— WORK TASK —
Count the lines of the records that contain the string "bounding" and give only that number.

— RECORDS SUPPLIED —

---

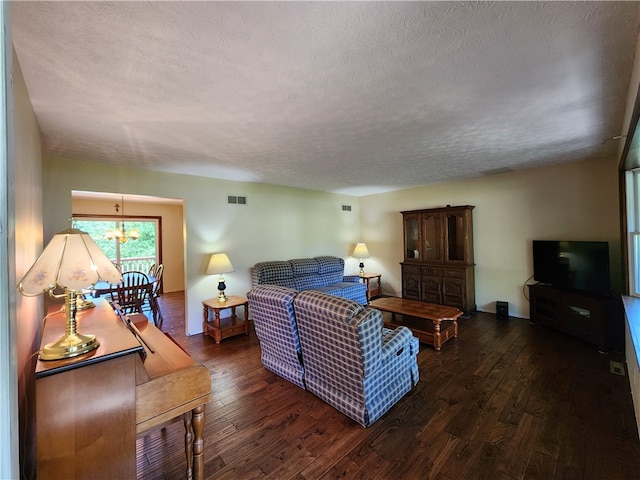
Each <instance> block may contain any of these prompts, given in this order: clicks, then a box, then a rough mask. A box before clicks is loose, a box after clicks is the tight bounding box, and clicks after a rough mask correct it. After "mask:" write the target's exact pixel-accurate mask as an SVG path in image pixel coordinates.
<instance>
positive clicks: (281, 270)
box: [252, 260, 295, 288]
mask: <svg viewBox="0 0 640 480" xmlns="http://www.w3.org/2000/svg"><path fill="white" fill-rule="evenodd" d="M252 276H253V284H254V285H280V286H283V287H287V288H295V287H294V286H293V267H292V266H291V264H290V263H289V262H286V261H279V260H275V261H272V262H260V263H256V264H255V266H254V267H253V270H252Z"/></svg>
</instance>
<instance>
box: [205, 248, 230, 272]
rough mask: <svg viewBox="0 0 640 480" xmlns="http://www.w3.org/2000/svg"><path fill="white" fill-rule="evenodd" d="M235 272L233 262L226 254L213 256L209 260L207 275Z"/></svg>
mask: <svg viewBox="0 0 640 480" xmlns="http://www.w3.org/2000/svg"><path fill="white" fill-rule="evenodd" d="M234 270H235V269H234V268H233V265H232V264H231V260H229V257H228V256H227V254H226V253H213V254H211V257H210V258H209V265H208V266H207V275H215V274H218V273H220V274H222V273H229V272H233V271H234Z"/></svg>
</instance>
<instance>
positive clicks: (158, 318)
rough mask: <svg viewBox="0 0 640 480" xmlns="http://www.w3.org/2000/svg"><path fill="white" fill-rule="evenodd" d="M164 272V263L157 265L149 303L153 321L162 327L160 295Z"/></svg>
mask: <svg viewBox="0 0 640 480" xmlns="http://www.w3.org/2000/svg"><path fill="white" fill-rule="evenodd" d="M163 273H164V265H163V264H162V263H161V264H159V265H157V266H156V269H155V275H154V277H155V281H154V282H153V286H152V287H151V293H150V294H149V305H150V307H151V312H152V313H153V323H155V325H156V327H158V328H160V329H162V322H163V320H164V319H163V318H162V310H161V309H160V302H158V297H160V292H161V286H162V274H163Z"/></svg>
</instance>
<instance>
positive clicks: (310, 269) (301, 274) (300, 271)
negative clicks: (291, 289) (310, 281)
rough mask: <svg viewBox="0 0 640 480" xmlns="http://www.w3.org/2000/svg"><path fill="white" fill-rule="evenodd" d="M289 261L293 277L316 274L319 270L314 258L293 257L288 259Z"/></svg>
mask: <svg viewBox="0 0 640 480" xmlns="http://www.w3.org/2000/svg"><path fill="white" fill-rule="evenodd" d="M289 263H290V264H291V269H292V270H293V276H294V277H299V276H303V275H318V273H319V272H320V265H319V264H318V261H317V260H316V259H315V258H294V259H293V260H289Z"/></svg>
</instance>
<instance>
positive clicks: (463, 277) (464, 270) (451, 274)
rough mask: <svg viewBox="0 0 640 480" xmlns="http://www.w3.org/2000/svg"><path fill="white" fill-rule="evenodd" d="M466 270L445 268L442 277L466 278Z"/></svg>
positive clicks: (462, 269)
mask: <svg viewBox="0 0 640 480" xmlns="http://www.w3.org/2000/svg"><path fill="white" fill-rule="evenodd" d="M465 272H466V270H465V269H464V268H444V269H443V270H442V276H443V277H447V278H464V274H465Z"/></svg>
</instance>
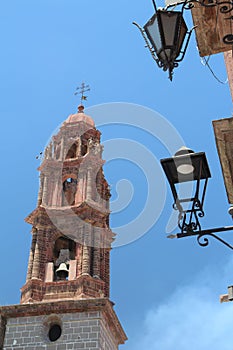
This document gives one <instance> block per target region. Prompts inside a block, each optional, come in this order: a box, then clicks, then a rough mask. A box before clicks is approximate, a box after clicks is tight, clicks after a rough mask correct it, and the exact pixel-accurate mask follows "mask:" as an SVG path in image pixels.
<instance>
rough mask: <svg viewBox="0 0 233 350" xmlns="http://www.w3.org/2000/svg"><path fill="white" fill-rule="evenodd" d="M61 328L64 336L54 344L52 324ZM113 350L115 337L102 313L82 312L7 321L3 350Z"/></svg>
mask: <svg viewBox="0 0 233 350" xmlns="http://www.w3.org/2000/svg"><path fill="white" fill-rule="evenodd" d="M54 323H58V324H59V325H60V326H61V329H62V334H61V336H60V338H59V339H58V340H56V341H53V342H51V341H50V340H49V337H48V332H49V329H50V327H51V325H52V324H54ZM7 349H11V350H13V349H15V350H42V349H43V350H44V349H48V350H68V349H85V350H94V349H99V350H100V349H101V350H114V349H118V346H117V344H115V343H114V340H113V337H112V333H111V331H110V329H109V327H108V325H107V323H106V321H105V320H104V317H103V314H102V312H81V313H66V314H51V315H43V316H29V317H16V318H8V319H7V324H6V331H5V339H4V344H3V350H7Z"/></svg>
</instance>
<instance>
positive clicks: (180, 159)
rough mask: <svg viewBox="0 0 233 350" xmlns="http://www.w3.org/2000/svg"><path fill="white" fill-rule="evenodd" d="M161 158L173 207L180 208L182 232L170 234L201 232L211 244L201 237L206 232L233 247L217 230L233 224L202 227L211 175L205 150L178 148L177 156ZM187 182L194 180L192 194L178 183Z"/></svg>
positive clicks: (203, 243) (180, 215)
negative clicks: (177, 191) (190, 193)
mask: <svg viewBox="0 0 233 350" xmlns="http://www.w3.org/2000/svg"><path fill="white" fill-rule="evenodd" d="M160 162H161V165H162V167H163V170H164V172H165V174H166V176H167V179H168V182H169V185H170V187H171V191H172V194H173V198H174V204H173V208H174V209H175V210H178V211H179V214H178V227H179V228H180V230H181V232H180V233H177V234H175V235H173V234H172V235H169V236H168V238H183V237H189V236H197V241H198V244H199V245H200V246H202V247H205V246H207V245H208V244H209V241H208V239H207V238H206V237H205V238H204V240H203V241H201V238H202V237H203V236H211V237H214V238H216V239H217V240H218V241H220V242H221V243H223V244H225V245H226V246H227V247H229V248H231V249H233V246H232V245H230V244H229V243H227V242H225V241H224V240H223V239H222V238H220V237H218V236H217V235H216V234H215V233H217V232H224V231H231V230H233V226H227V227H218V228H212V229H207V230H202V229H201V224H200V221H199V218H201V217H203V216H204V215H205V213H204V200H205V193H206V188H207V183H208V179H209V178H210V177H211V174H210V170H209V165H208V162H207V159H206V155H205V153H204V152H199V153H194V152H193V151H192V150H190V149H188V148H186V147H182V148H181V149H180V150H179V151H177V152H176V154H175V156H174V157H172V158H166V159H162V160H161V161H160ZM185 182H192V183H193V185H194V189H193V191H192V195H191V196H190V195H189V196H188V197H186V198H180V197H179V195H178V192H177V185H179V184H181V183H185Z"/></svg>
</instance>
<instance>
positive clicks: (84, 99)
mask: <svg viewBox="0 0 233 350" xmlns="http://www.w3.org/2000/svg"><path fill="white" fill-rule="evenodd" d="M87 91H90V86H89V85H85V83H82V84H81V86H80V87H77V88H76V91H75V93H74V94H75V95H79V94H80V95H81V105H82V101H86V100H87V96H86V95H84V93H85V92H87Z"/></svg>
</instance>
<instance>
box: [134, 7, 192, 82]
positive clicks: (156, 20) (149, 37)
mask: <svg viewBox="0 0 233 350" xmlns="http://www.w3.org/2000/svg"><path fill="white" fill-rule="evenodd" d="M153 4H154V8H155V14H154V15H153V16H152V17H151V18H150V19H149V20H148V22H147V23H146V24H145V25H144V27H143V28H141V27H140V26H139V24H137V23H136V22H133V24H135V25H136V26H137V27H138V28H139V30H140V31H141V33H142V36H143V38H144V39H145V41H146V46H147V47H148V48H149V50H150V52H151V55H152V57H153V59H154V60H155V62H156V63H157V65H158V66H159V67H160V68H162V69H163V70H164V71H167V70H168V73H169V79H170V80H172V75H173V69H174V68H176V67H178V62H180V61H182V60H183V58H184V55H185V52H186V49H187V46H188V42H189V39H190V35H191V33H192V30H191V31H189V32H188V28H187V25H186V23H185V21H184V18H183V11H167V10H165V9H158V10H157V8H156V5H155V2H154V1H153ZM186 36H187V40H186V44H185V46H184V41H185V38H186ZM183 46H184V49H183V50H182V48H183Z"/></svg>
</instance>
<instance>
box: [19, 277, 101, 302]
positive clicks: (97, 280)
mask: <svg viewBox="0 0 233 350" xmlns="http://www.w3.org/2000/svg"><path fill="white" fill-rule="evenodd" d="M103 295H105V283H104V281H101V280H98V279H96V278H93V277H91V276H80V277H78V278H77V279H76V280H74V281H58V282H47V283H45V282H43V281H41V280H38V279H32V280H30V281H28V282H27V283H26V284H25V285H24V286H23V287H22V289H21V304H25V303H28V302H30V303H32V302H41V301H48V300H62V299H74V300H75V299H82V298H99V297H102V296H103Z"/></svg>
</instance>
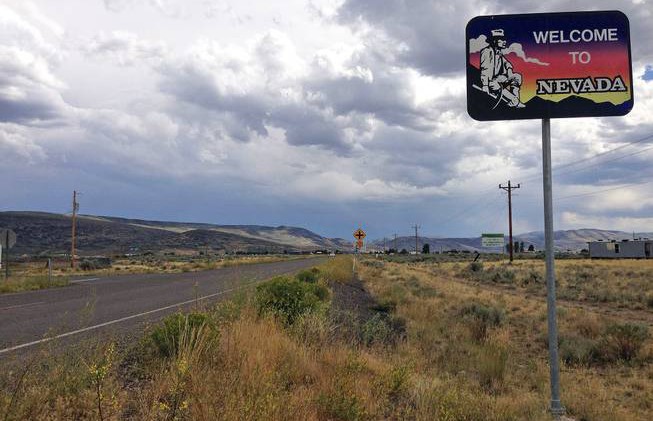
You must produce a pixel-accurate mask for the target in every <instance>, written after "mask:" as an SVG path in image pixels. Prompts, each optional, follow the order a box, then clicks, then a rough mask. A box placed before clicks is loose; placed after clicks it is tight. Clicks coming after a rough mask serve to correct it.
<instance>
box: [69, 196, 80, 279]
mask: <svg viewBox="0 0 653 421" xmlns="http://www.w3.org/2000/svg"><path fill="white" fill-rule="evenodd" d="M78 210H79V203H77V190H74V191H73V221H72V222H73V226H72V241H71V243H70V267H71V268H73V269H75V239H76V237H75V236H76V235H77V233H76V228H77V211H78Z"/></svg>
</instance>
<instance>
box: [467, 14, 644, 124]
mask: <svg viewBox="0 0 653 421" xmlns="http://www.w3.org/2000/svg"><path fill="white" fill-rule="evenodd" d="M466 43H467V110H468V112H469V115H470V116H471V117H472V118H474V119H476V120H482V121H487V120H515V119H528V118H538V119H541V118H559V117H597V116H620V115H625V114H628V112H630V110H631V109H632V107H633V88H632V66H631V53H630V27H629V23H628V18H627V17H626V15H624V14H623V13H621V12H618V11H601V12H574V13H538V14H525V15H498V16H479V17H476V18H474V19H472V20H471V21H469V23H468V24H467V28H466Z"/></svg>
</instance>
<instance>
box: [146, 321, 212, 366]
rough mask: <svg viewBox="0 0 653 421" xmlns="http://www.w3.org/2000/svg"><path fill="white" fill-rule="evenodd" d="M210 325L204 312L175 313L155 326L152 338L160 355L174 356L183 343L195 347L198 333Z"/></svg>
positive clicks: (209, 323)
mask: <svg viewBox="0 0 653 421" xmlns="http://www.w3.org/2000/svg"><path fill="white" fill-rule="evenodd" d="M208 326H210V323H209V320H208V316H207V315H206V314H204V313H189V314H186V315H184V314H180V313H175V314H173V315H171V316H168V317H166V318H165V319H164V320H163V323H162V324H161V325H159V326H157V327H155V328H154V330H153V331H152V333H150V340H151V341H152V344H153V345H154V347H155V349H156V351H157V353H158V354H159V355H160V356H162V357H172V356H175V355H177V354H178V352H179V349H180V345H182V344H186V345H188V346H190V347H191V348H194V347H195V345H196V342H197V340H198V335H197V333H198V332H199V331H200V330H201V329H203V328H205V327H208ZM210 327H212V326H210Z"/></svg>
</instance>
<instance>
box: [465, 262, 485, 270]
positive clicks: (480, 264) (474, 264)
mask: <svg viewBox="0 0 653 421" xmlns="http://www.w3.org/2000/svg"><path fill="white" fill-rule="evenodd" d="M467 269H469V271H470V272H483V262H472V263H470V264H469V266H467Z"/></svg>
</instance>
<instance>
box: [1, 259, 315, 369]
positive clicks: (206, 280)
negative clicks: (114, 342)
mask: <svg viewBox="0 0 653 421" xmlns="http://www.w3.org/2000/svg"><path fill="white" fill-rule="evenodd" d="M319 261H320V258H311V259H299V260H290V261H282V262H275V263H261V264H254V265H242V266H232V267H226V268H221V269H216V270H211V271H204V272H187V273H173V274H146V275H121V276H109V277H88V278H84V279H79V280H76V281H73V282H74V283H73V284H72V285H70V286H67V287H63V288H54V289H44V290H39V291H30V292H20V293H15V294H4V295H0V358H2V357H3V356H7V355H12V354H16V353H22V352H25V351H27V350H29V349H32V348H35V347H37V346H38V345H40V344H43V343H47V342H50V341H52V340H60V339H63V338H66V340H67V341H74V340H75V339H77V338H81V337H84V336H88V335H97V334H100V333H101V332H102V331H105V330H109V329H113V330H116V329H119V330H120V331H122V332H129V331H139V330H140V329H142V328H143V327H144V325H146V324H148V323H152V322H156V321H158V320H160V319H161V318H163V317H164V316H166V315H168V314H170V313H174V312H175V311H177V310H178V309H180V308H188V307H192V306H193V305H197V304H198V303H206V302H211V301H217V300H220V299H224V298H226V297H228V296H229V295H230V294H231V293H233V292H235V291H237V290H238V289H242V288H244V287H246V286H247V285H252V284H253V283H256V282H258V281H261V280H264V279H267V278H270V277H272V276H275V275H280V274H286V273H292V272H295V271H298V270H300V269H303V268H306V267H311V266H314V265H316V264H318V263H319Z"/></svg>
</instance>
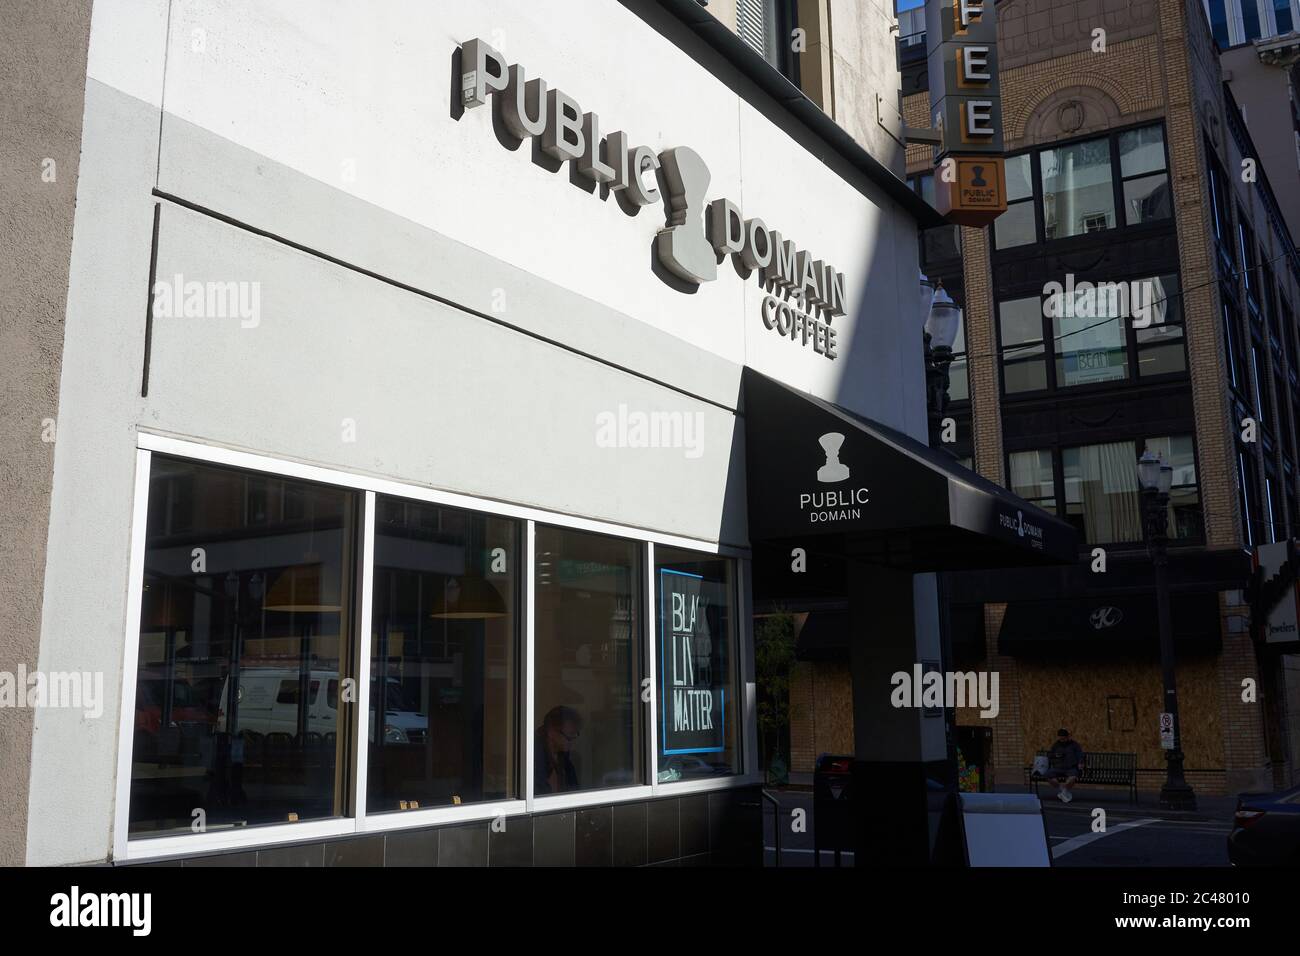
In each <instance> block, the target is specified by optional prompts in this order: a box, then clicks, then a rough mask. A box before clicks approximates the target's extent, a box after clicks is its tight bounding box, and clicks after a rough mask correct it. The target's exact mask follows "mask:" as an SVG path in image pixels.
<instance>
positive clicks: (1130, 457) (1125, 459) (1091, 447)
mask: <svg viewBox="0 0 1300 956" xmlns="http://www.w3.org/2000/svg"><path fill="white" fill-rule="evenodd" d="M1061 472H1062V476H1063V479H1065V516H1066V520H1069V522H1070V523H1071V524H1074V527H1075V528H1078V529H1079V531H1080V532H1082V533H1083V537H1084V540H1086V541H1087V542H1088V544H1113V542H1123V541H1141V537H1143V532H1141V509H1140V505H1139V499H1138V453H1136V447H1135V445H1134V442H1131V441H1115V442H1108V444H1105V445H1084V446H1082V447H1067V449H1062V451H1061Z"/></svg>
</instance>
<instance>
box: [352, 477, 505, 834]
mask: <svg viewBox="0 0 1300 956" xmlns="http://www.w3.org/2000/svg"><path fill="white" fill-rule="evenodd" d="M517 566H519V524H517V522H513V520H510V519H506V518H497V516H491V515H482V514H477V512H473V511H464V510H461V509H452V507H442V506H438V505H430V503H425V502H417V501H407V499H404V498H391V497H387V496H378V497H377V498H376V520H374V585H373V598H372V618H370V635H372V637H370V734H369V748H368V750H369V769H368V773H367V784H368V790H369V801H368V804H367V809H368V810H369V812H372V813H377V812H383V810H396V809H411V808H412V806H445V805H451V804H467V803H474V801H481V800H500V799H506V797H517V796H520V795H521V793H520V791H521V788H520V787H519V786H517V780H516V777H515V767H516V766H517V758H516V753H517V747H516V739H517V736H519V734H517V728H516V727H517V710H516V709H515V708H516V705H515V701H516V698H517V695H516V687H517V684H516V679H515V675H516V670H517V667H516V654H517V650H516V649H517V646H519V613H517V607H516V604H517V602H516V587H515V581H516V571H515V570H516V567H517ZM403 804H404V805H406V806H403Z"/></svg>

---

— OUTPUT BELOW —
2